▶ PROBLEM REQUIREMENTS
Render the lines below as a Markdown table with the columns Row and Line, starting at the line that contains "of the coach's" and ending at the line that contains "Target: coach's white pullover", both included. Number each line in Row, skip any blank lines, and include no other lines.

[Stored items from a collection]
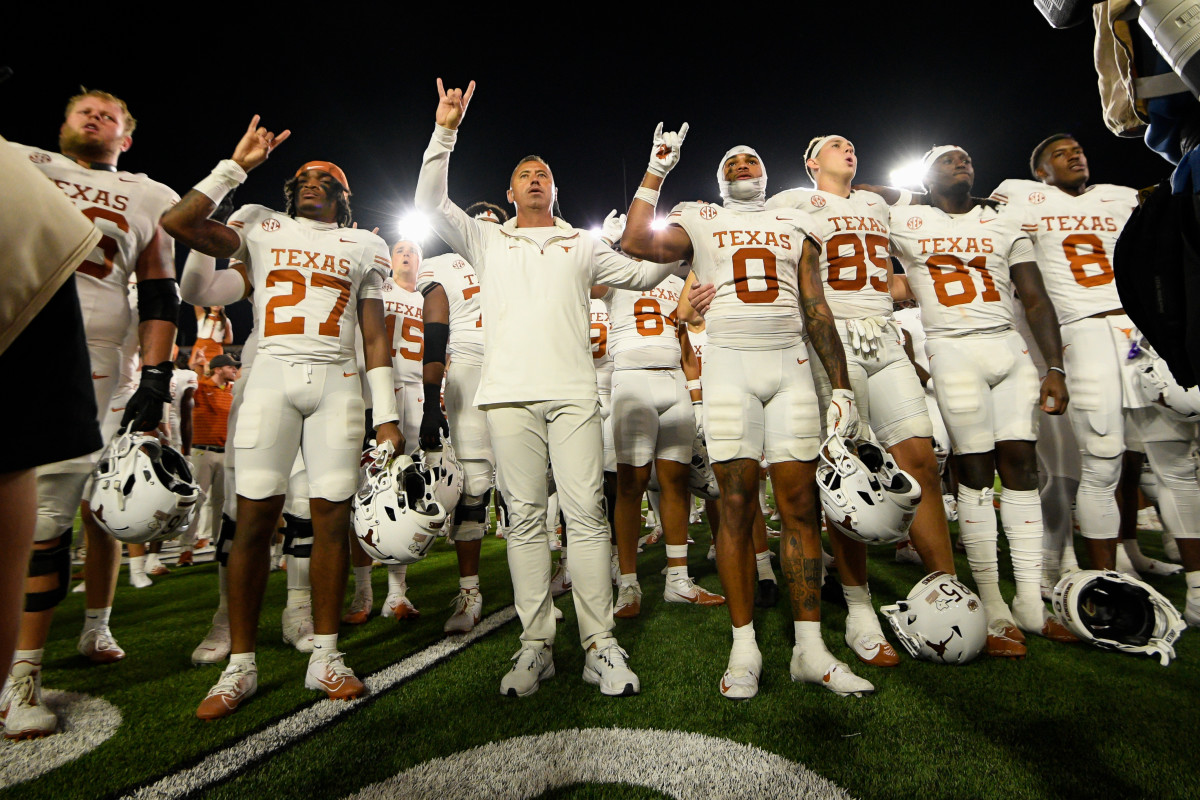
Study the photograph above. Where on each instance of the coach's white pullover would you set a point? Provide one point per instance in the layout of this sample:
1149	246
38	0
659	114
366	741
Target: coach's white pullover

--

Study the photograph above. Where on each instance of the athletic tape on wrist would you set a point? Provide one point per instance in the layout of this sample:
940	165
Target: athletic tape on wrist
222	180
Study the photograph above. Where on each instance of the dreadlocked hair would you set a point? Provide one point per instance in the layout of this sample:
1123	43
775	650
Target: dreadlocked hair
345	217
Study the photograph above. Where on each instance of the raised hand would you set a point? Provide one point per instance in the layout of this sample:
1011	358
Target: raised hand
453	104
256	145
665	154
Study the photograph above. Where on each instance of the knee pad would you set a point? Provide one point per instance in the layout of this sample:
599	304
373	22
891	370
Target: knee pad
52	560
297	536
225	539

==

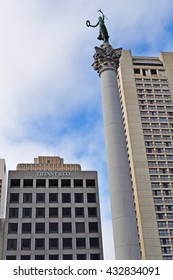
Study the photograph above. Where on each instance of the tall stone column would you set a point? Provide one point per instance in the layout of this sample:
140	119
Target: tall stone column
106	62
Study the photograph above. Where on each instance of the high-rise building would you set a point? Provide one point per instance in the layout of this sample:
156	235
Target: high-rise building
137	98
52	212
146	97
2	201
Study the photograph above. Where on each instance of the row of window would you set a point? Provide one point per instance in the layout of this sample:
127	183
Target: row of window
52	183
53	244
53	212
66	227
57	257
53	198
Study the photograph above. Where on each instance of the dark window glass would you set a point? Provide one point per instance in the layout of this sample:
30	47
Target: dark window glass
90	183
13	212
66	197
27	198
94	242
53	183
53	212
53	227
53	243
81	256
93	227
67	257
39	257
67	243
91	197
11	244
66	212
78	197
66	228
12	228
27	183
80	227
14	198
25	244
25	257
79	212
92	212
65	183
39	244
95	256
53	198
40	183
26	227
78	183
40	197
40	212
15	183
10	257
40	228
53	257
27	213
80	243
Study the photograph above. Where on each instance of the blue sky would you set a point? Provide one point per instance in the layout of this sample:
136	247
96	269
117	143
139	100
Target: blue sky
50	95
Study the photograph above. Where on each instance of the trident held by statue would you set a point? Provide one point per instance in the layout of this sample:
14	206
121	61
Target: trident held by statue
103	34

▶ SOLUTION TO THIS EXERCISE
| Row | Line |
|---|---|
| 1 | Study the photograph above. Where on each instance of the coach's white pullover would you set a point? Provide one point per instance in the layout of this sample: |
| 2 | 1149	246 |
| 3 | 38	0 |
| 4 | 659	114 |
| 5 | 366	741 |
| 6 | Target: coach's white pullover |